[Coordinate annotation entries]
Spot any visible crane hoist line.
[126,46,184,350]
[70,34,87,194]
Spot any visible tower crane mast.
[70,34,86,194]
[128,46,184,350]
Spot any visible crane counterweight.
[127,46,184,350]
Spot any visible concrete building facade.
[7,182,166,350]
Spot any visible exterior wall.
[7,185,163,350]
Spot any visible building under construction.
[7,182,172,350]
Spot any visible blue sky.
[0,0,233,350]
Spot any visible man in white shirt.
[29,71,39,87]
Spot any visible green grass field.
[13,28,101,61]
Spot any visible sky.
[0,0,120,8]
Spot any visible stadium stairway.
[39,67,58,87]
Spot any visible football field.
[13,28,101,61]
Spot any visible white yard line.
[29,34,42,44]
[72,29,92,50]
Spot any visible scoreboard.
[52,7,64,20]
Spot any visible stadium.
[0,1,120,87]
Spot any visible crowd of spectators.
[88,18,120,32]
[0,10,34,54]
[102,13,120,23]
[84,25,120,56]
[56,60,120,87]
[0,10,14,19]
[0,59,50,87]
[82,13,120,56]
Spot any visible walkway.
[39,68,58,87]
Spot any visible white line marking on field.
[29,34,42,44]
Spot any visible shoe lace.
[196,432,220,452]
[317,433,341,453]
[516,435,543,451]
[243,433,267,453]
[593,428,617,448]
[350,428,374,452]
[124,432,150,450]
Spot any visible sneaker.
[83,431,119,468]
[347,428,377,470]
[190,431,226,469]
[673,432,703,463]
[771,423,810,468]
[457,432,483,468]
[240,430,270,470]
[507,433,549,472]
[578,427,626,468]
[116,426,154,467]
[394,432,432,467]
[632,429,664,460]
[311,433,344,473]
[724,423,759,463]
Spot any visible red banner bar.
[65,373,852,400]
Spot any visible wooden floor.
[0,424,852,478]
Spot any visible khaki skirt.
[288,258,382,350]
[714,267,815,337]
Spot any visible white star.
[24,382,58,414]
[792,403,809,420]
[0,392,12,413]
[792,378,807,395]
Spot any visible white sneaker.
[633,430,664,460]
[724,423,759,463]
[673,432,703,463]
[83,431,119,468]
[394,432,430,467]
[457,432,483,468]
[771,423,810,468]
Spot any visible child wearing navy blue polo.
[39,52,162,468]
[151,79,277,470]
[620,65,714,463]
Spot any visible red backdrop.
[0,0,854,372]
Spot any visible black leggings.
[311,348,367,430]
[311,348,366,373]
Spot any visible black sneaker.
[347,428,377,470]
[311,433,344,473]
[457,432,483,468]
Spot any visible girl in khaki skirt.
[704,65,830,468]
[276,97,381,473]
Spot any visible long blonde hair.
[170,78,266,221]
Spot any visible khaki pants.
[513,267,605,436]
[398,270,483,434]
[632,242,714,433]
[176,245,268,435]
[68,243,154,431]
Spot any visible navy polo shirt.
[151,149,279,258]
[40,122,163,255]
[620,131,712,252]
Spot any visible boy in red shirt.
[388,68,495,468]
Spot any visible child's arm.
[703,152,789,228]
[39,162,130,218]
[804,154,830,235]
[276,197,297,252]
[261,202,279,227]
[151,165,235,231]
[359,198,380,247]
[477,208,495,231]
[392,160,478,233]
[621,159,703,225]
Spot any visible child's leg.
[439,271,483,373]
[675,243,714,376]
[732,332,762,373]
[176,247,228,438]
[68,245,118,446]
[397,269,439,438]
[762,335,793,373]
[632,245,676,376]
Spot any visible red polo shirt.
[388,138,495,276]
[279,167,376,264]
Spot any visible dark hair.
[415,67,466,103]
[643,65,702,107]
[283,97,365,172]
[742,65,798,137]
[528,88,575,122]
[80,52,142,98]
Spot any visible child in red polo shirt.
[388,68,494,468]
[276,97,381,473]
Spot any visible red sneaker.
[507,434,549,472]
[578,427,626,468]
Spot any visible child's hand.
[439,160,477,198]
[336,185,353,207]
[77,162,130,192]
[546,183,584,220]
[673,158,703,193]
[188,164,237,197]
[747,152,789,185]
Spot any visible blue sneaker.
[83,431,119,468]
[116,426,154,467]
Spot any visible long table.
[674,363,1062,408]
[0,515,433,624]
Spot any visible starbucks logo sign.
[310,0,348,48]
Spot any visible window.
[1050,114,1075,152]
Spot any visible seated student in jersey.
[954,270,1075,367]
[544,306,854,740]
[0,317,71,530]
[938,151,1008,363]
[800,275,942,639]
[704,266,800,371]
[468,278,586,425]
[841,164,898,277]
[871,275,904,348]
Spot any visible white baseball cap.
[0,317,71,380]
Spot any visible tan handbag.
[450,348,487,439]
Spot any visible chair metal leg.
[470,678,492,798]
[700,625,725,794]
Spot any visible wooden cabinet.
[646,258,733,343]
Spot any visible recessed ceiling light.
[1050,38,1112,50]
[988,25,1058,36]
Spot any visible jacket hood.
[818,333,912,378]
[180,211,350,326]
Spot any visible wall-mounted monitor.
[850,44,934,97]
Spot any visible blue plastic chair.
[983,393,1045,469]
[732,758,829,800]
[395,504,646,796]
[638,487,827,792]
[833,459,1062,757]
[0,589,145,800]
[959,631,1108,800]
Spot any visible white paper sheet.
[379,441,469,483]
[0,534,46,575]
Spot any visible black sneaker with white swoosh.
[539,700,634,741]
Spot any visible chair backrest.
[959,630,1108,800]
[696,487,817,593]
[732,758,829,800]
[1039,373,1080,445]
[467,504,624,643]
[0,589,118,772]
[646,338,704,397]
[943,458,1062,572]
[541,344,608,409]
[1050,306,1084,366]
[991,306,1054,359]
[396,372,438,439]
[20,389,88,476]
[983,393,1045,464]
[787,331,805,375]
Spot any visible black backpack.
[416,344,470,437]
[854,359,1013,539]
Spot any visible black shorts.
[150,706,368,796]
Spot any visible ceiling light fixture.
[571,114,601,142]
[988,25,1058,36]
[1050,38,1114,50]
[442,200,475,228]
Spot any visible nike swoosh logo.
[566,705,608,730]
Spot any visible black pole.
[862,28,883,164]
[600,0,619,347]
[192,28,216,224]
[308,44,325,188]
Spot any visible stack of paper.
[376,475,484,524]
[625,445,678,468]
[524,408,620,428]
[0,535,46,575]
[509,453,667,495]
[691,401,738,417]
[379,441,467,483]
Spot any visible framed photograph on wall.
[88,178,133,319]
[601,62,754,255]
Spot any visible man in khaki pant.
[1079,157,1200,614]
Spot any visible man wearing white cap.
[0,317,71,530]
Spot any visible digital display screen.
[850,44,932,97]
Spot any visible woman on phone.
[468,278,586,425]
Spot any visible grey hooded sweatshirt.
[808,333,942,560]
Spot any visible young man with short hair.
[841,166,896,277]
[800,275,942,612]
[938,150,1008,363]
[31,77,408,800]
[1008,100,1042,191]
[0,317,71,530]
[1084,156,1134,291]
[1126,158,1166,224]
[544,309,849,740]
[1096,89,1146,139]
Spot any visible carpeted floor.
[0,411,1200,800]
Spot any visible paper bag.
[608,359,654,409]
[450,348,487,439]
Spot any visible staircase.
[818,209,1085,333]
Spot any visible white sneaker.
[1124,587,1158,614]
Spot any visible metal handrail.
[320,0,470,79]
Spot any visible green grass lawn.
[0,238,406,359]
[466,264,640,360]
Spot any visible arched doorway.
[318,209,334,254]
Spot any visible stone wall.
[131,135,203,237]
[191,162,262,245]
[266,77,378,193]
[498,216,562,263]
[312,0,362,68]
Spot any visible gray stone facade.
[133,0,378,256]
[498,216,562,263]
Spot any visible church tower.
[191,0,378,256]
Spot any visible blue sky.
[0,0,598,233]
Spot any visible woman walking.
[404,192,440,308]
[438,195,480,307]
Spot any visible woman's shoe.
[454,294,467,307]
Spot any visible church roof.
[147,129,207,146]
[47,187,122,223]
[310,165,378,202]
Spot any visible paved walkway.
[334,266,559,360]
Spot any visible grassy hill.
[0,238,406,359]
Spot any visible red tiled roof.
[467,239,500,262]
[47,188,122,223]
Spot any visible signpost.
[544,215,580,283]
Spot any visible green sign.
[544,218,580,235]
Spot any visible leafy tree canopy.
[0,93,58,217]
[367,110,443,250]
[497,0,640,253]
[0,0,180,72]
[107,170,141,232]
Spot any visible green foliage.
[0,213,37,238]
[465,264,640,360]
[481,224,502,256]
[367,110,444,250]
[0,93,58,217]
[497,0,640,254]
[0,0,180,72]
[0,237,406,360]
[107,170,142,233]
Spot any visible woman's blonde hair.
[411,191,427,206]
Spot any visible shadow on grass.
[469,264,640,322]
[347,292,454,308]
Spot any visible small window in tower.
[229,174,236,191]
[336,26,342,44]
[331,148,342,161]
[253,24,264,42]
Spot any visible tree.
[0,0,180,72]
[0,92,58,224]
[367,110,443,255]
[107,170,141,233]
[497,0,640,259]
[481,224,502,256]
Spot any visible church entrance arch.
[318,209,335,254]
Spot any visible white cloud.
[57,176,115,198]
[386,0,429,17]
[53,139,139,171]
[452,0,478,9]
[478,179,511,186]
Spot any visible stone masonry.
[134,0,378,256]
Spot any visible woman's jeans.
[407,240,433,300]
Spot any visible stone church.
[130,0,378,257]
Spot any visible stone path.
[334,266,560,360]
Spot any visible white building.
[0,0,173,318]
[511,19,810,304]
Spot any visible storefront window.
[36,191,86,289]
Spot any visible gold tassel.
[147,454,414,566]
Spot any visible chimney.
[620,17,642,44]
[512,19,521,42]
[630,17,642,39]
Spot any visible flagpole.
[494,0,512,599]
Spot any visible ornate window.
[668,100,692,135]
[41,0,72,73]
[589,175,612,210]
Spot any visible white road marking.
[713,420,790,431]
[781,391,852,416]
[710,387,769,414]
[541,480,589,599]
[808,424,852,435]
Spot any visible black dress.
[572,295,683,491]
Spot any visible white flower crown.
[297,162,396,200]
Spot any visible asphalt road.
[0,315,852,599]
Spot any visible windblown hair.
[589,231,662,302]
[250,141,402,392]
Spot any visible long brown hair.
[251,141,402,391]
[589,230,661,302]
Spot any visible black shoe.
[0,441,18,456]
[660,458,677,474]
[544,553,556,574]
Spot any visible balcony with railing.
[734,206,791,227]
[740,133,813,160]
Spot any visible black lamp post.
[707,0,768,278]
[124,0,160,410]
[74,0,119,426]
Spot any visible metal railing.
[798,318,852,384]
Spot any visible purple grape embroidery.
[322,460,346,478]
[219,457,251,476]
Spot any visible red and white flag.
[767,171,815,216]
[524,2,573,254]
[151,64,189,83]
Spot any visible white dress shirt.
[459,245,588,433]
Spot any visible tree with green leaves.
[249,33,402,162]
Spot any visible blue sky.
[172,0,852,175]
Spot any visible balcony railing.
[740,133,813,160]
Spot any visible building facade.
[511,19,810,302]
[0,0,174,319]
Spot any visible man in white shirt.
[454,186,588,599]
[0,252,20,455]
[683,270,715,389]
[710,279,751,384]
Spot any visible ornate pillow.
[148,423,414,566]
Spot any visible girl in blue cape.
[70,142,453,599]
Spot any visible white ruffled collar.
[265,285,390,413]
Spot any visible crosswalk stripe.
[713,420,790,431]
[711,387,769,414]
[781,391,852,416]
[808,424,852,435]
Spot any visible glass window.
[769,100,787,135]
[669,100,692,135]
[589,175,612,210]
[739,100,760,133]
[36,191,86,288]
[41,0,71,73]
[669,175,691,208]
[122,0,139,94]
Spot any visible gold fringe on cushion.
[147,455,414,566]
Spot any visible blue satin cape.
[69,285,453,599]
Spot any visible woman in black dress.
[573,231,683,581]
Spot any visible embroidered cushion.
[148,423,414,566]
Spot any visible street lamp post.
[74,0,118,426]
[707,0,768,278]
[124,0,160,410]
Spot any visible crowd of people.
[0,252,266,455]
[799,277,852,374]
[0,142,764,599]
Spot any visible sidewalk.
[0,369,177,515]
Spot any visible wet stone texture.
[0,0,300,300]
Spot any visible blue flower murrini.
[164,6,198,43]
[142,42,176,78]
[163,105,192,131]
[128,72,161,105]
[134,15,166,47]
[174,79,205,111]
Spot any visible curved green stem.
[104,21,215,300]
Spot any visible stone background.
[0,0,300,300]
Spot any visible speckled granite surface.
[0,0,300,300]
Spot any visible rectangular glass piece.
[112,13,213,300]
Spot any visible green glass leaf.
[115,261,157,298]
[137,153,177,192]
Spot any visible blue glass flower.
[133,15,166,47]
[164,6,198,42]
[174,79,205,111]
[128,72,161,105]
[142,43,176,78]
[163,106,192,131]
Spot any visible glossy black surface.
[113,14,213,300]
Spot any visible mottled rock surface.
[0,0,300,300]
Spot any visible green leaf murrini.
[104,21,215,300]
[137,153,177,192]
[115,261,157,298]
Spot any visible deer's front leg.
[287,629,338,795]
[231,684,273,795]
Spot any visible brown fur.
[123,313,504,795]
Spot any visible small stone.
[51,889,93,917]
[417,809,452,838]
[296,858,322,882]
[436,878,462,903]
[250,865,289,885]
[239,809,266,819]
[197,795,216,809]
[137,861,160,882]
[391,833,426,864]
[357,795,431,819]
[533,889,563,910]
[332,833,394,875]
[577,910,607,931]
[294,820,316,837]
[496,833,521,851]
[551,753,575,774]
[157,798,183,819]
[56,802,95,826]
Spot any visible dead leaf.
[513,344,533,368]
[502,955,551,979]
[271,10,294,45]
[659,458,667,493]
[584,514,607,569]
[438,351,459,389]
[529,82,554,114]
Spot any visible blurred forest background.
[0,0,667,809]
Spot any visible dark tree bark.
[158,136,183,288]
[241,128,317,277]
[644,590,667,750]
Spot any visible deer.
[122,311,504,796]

To be done => Copy the lines of the listing above verbatim, starting with the line that contains "Spot any visible sky." and going on through the line that contains "[170,78,266,221]", both ends included.

Exercise result =>
Spot any visible sky.
[0,0,120,8]
Spot any visible stadium stairway.
[39,67,58,87]
Spot any visible football field.
[13,28,101,61]
Spot any visible white yard line.
[29,34,42,44]
[72,29,92,50]
Spot any visible scoreboard.
[52,7,64,20]
Spot any visible stadium.
[0,1,120,87]
Spot any visible crowd of spectators.
[88,18,120,32]
[0,10,34,54]
[102,13,120,23]
[84,25,120,56]
[56,60,120,87]
[0,10,14,19]
[0,59,50,87]
[82,13,120,56]
Spot any visible walkway.
[39,68,58,87]
Spot any visible white line marking on field.
[29,34,42,44]
Spot any visible shoe lace.
[196,432,220,452]
[317,433,341,453]
[516,435,543,451]
[243,433,267,453]
[593,428,617,448]
[350,428,374,452]
[124,432,150,450]
Spot any visible sneaker.
[83,431,119,468]
[347,428,377,470]
[190,431,226,469]
[673,432,703,463]
[771,423,810,468]
[457,432,483,468]
[240,430,270,470]
[507,433,549,472]
[578,427,626,468]
[116,426,154,467]
[394,432,432,467]
[632,429,664,460]
[311,433,344,473]
[724,423,759,463]
Spot any visible red banner bar.
[65,373,852,400]
Spot any visible wooden floor.
[0,424,852,478]
Spot any visible khaki skirt.
[288,258,382,350]
[714,267,815,337]
Spot any visible white star.
[24,382,58,414]
[792,403,809,420]
[0,392,12,413]
[792,378,807,395]
Spot any visible white sneaker.
[633,430,664,460]
[724,423,759,463]
[673,432,703,463]
[83,431,119,468]
[394,432,430,467]
[457,432,483,468]
[771,423,810,468]
Spot any visible child wearing navy blue polo.
[39,52,162,468]
[151,79,277,470]
[620,65,714,463]
Spot any visible red backdrop.
[0,0,854,372]
Spot any visible black leggings.
[311,348,367,430]
[311,348,366,373]
Spot any visible black sneaker.
[347,428,377,470]
[311,433,344,473]
[457,432,483,468]
Spot any visible girl in khaki skirt.
[704,65,830,468]
[276,97,381,473]
Spot any visible long blonde hair.
[170,78,266,221]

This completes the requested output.